** Opening EXTRACTED ENTRIES block **
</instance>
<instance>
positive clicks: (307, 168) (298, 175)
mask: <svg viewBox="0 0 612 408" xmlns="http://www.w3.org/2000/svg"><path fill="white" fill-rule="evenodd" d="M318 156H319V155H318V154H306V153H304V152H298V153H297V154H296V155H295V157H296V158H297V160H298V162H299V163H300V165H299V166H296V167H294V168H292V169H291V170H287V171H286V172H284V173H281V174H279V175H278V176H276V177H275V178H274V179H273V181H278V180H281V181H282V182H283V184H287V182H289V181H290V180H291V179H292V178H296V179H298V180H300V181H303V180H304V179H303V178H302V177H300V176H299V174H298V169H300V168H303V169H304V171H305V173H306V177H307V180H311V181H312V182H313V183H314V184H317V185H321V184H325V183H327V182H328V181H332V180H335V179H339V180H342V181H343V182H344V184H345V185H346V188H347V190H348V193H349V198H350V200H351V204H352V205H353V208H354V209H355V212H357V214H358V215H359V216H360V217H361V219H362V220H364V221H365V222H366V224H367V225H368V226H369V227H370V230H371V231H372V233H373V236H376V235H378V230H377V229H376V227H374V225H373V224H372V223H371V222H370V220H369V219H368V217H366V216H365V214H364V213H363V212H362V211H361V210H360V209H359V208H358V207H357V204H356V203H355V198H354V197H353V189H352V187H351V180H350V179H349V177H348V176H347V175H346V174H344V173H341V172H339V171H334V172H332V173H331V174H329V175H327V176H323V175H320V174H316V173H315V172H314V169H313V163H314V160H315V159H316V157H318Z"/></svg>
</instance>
** Closing EXTRACTED ENTRIES block **
▶ _TASK TO COMPLETE_: Each record should come back exactly as written.

▶ _RESPONSE BOX_:
</instance>
<instance>
positive clicks: (307, 168) (298, 175)
mask: <svg viewBox="0 0 612 408" xmlns="http://www.w3.org/2000/svg"><path fill="white" fill-rule="evenodd" d="M318 156H319V155H318V154H306V153H304V152H298V153H297V154H296V155H295V157H296V158H297V160H298V162H299V163H300V165H299V166H296V167H294V168H292V169H291V170H287V171H286V172H284V173H281V174H279V175H278V176H276V177H275V178H274V179H273V181H278V180H281V181H282V182H283V184H287V182H289V181H290V180H291V179H292V178H296V179H298V180H300V181H303V180H304V179H303V178H302V177H300V176H299V174H298V169H300V168H303V169H304V171H305V173H306V177H307V180H311V181H312V182H313V183H314V184H317V185H321V184H325V183H327V182H328V181H332V180H335V179H339V180H342V181H343V182H344V184H345V185H346V188H347V190H348V193H349V198H350V200H351V204H352V205H353V208H354V209H355V212H357V214H358V215H359V216H360V217H361V219H362V220H364V221H365V222H366V224H367V225H368V226H369V227H370V230H371V231H372V233H373V236H376V235H378V230H377V229H376V227H374V225H373V224H372V223H371V222H370V220H369V219H368V217H366V216H365V214H364V213H363V212H362V211H361V210H360V209H359V208H358V207H357V204H356V203H355V198H354V197H353V189H352V187H351V180H350V179H349V177H348V176H347V175H346V174H344V173H341V172H339V171H334V172H332V173H331V174H329V175H327V176H323V175H320V174H316V173H315V172H314V169H313V163H314V160H315V159H316V157H318Z"/></svg>
</instance>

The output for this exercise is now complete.